## Task goal
Give the number of lines in the data below that contain "coated", and only that number.

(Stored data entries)
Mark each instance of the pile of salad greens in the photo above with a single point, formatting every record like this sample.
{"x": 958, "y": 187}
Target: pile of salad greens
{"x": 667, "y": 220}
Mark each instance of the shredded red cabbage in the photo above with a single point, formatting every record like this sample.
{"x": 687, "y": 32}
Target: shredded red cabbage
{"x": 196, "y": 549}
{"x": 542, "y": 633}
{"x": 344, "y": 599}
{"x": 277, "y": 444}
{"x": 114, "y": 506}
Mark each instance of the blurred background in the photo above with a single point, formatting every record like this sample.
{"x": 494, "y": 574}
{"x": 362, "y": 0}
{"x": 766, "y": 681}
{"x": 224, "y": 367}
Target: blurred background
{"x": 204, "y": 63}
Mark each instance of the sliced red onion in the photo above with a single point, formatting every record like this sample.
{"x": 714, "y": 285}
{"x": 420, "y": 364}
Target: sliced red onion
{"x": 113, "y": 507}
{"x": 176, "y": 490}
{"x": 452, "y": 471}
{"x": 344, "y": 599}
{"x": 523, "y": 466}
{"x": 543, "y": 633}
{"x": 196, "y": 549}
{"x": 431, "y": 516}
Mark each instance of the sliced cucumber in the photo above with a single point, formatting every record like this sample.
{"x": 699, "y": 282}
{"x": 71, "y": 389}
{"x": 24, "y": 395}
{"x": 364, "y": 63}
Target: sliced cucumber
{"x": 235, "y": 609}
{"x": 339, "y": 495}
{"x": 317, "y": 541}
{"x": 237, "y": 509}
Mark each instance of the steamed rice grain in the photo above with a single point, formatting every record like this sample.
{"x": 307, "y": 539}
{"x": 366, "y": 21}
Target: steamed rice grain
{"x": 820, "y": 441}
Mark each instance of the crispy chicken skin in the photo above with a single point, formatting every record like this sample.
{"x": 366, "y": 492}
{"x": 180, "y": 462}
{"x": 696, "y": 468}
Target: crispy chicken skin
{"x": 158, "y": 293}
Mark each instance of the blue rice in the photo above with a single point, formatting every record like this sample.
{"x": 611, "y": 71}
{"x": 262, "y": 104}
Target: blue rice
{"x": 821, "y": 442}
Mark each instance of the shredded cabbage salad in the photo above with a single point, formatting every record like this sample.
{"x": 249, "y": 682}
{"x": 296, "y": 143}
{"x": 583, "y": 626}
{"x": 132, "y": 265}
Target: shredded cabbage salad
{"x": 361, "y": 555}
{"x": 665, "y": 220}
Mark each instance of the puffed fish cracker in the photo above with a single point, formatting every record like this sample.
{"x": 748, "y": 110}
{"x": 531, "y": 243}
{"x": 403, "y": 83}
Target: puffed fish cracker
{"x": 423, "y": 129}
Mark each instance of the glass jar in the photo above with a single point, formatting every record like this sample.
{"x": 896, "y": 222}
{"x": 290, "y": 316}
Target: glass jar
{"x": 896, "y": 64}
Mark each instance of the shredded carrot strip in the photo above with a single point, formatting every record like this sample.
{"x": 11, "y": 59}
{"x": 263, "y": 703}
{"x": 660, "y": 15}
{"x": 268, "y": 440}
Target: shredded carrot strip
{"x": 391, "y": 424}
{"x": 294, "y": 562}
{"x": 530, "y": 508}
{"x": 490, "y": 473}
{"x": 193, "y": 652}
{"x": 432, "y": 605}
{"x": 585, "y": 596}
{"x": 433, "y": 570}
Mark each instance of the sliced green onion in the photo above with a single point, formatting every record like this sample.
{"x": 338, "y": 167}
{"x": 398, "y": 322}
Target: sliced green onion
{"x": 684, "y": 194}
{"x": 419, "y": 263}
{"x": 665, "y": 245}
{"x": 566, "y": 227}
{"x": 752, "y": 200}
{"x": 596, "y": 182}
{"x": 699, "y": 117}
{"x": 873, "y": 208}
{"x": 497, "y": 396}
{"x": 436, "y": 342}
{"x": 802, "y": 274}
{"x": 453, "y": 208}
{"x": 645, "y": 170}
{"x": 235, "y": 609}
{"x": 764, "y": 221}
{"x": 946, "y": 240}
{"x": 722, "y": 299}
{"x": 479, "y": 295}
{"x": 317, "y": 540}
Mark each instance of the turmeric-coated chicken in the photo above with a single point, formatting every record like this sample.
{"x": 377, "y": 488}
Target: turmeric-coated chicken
---
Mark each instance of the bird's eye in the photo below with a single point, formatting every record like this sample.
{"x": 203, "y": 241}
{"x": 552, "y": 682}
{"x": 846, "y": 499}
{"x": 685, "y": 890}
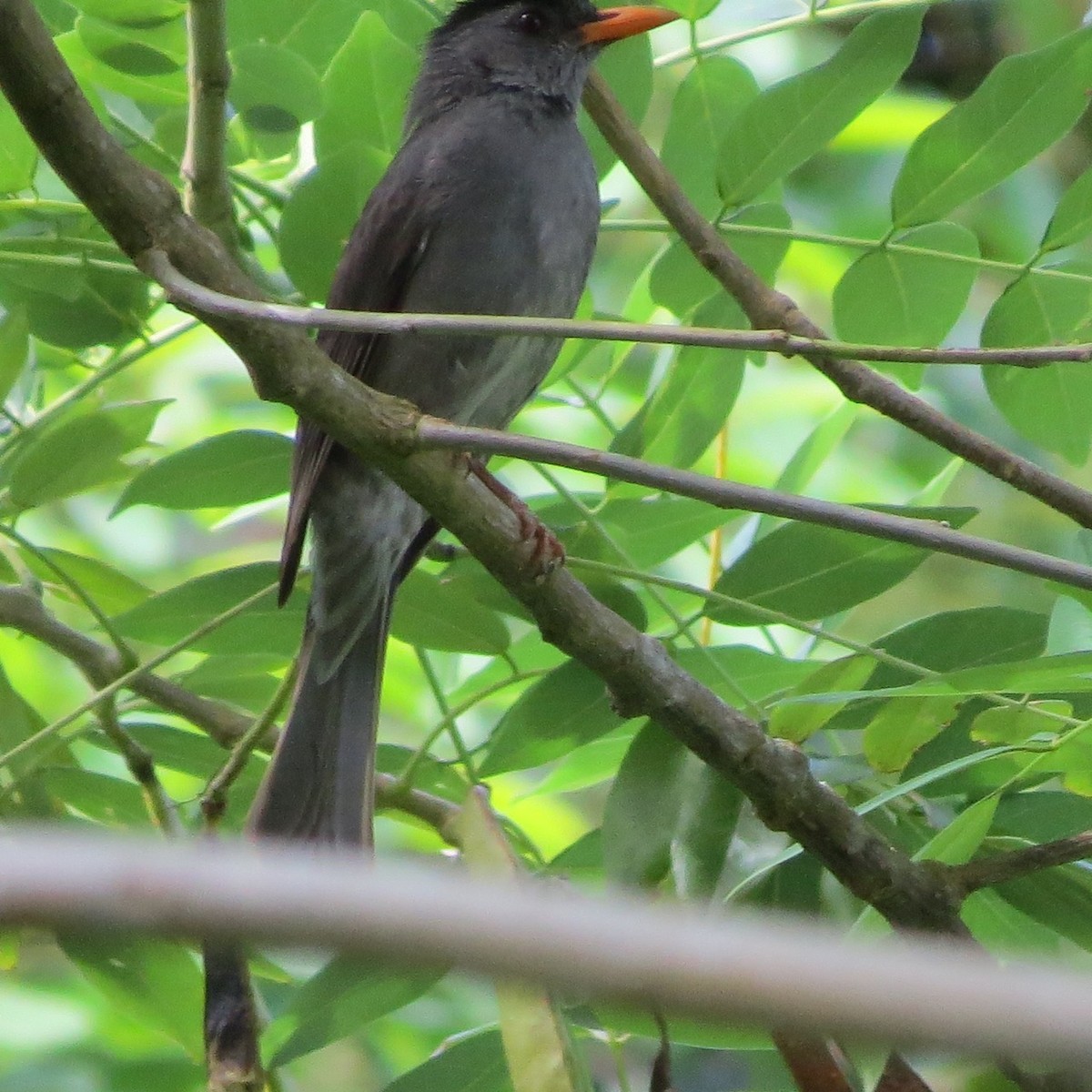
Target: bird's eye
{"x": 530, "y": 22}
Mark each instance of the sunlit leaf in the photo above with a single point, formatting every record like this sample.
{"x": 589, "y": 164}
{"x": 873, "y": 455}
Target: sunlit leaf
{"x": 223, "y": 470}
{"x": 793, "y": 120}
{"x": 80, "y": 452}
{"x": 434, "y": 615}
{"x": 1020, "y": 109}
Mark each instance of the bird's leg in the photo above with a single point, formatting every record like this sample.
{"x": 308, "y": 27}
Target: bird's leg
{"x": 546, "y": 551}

## Result
2